[Opening Data for processing section]

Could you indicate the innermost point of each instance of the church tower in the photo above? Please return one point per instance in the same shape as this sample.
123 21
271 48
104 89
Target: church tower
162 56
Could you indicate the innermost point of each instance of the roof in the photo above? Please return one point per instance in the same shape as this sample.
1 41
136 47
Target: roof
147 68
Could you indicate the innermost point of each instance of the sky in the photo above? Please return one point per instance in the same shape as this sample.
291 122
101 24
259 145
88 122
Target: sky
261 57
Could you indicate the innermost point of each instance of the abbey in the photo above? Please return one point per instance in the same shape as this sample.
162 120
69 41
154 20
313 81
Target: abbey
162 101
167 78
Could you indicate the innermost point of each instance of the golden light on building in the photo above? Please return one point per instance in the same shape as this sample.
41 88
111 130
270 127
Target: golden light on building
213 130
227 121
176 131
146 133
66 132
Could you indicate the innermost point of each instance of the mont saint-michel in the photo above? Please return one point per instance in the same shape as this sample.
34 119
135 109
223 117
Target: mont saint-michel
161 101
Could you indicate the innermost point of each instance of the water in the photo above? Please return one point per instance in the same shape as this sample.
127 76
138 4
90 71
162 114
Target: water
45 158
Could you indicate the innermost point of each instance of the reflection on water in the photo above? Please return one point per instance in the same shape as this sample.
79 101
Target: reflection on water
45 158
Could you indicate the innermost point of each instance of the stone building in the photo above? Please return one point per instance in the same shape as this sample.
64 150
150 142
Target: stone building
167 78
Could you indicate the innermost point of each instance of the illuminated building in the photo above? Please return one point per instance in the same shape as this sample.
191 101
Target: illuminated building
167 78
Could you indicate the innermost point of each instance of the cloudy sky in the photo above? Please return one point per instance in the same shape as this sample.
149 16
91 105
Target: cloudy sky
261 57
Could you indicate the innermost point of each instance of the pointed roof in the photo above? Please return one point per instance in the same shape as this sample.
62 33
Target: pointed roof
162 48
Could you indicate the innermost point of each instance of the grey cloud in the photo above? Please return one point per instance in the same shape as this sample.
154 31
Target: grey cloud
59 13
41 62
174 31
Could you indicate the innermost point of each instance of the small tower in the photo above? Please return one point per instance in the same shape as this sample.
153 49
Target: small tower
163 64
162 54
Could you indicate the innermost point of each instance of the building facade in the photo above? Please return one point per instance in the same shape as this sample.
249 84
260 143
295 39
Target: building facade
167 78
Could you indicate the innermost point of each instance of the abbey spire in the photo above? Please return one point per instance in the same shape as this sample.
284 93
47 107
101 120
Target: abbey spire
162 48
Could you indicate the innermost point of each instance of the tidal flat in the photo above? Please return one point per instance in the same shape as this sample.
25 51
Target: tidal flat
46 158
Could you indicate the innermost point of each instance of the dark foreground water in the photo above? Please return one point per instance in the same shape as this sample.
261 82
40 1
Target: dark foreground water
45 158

[Closing Data for processing section]

In your reply, restate every entry exactly.

Could you indicate the innermost point of each instance of the church tower in the photo above? Please return one point per instance in the same shape as this sample.
123 21
271 48
104 89
Target: church tower
162 56
Could you indicate the innermost point of each instance of the roof in the photo above? Please return one point per instance in the same shape as this sample.
1 41
136 47
Target: roof
147 68
Could you indicate the innermost point of each instance of the sky in the photo above? Please return one point per instance in the same shape as this sample.
291 122
101 24
259 145
88 122
Target: sky
261 57
Could you indicate the innermost point of each instance of the abbey in the photo above? Please return one point per instance in the same shape as this sample.
162 120
69 41
154 20
313 81
Target: abbey
162 101
167 78
Could you indicate the innermost point of each instance of the golden light on building in the photo above? Please return one point per instance in the same shape as this sample.
41 88
111 130
270 127
Target: golden light on building
213 130
227 121
176 131
146 133
66 132
Could you indicate the innermost point of each instance of the mont saint-michel in the photo above? Please return one point per instance in the same shape as this sample.
34 119
135 109
223 117
Target: mont saint-michel
161 101
Could you indicate the innermost point of each instance of the water in the photo above? Please return one point per instance in the same shape as this sample.
127 76
138 4
90 71
162 114
Target: water
45 158
Could you indicate the innermost point of each instance of the reflection on water in the photo above? Please return one point per instance in the same shape as this sample.
79 101
Target: reflection on water
45 158
Could you indicate the innermost point of each instance of the stone building in the photo above? Please return one point per instance in the same shape as this sample.
64 150
150 142
Target: stone building
167 78
Could you indicate the innermost point of each instance of the illuminated building in the photo above? Please return one point per instance in the same shape as this sample.
191 101
Target: illuminated building
167 78
Could you indicate the innermost point of each instance of the cloudy sky in the photo above? Please return one point per instance in the same shape as this sample.
149 16
91 105
Target: cloudy sky
261 57
Could you indicate the innermost point of each instance of the pointed roof in the photo above? Please return one point per instance in the same shape as this sample.
62 33
Target: pointed roof
162 48
Could you indicate the innermost point of each instance of the grey cloud in the photo above? Please return one point per instance in the same shape as this sample.
154 31
Target: grey cloud
59 13
41 62
174 31
Could you indicate the innermost point of each instance of the small tower in the photo above? Please return one point per instance in the same shape as this sample.
153 49
Target: small tower
163 64
162 54
Could you indicate the innermost point of each instance of the building facade in the photo above? Please return one point per instance in the same shape as this sample.
249 84
260 143
295 39
Target: building facade
167 78
Could you indicate the innermost point of each instance of the abbey spire in the photo above? Please return one point per instance in the same shape as this sample.
284 93
47 107
101 120
Target: abbey spire
162 48
Could you indicate the innermost point of each instance of the tidal flat in the photo above? Please return one point per instance in the same shape as this sample.
25 51
Target: tidal flat
46 158
Could you indicate the innermost point of each instance of the dark foreground water in the photo above? Please return one point per instance in the same shape as this sample.
261 82
40 1
Target: dark foreground water
45 158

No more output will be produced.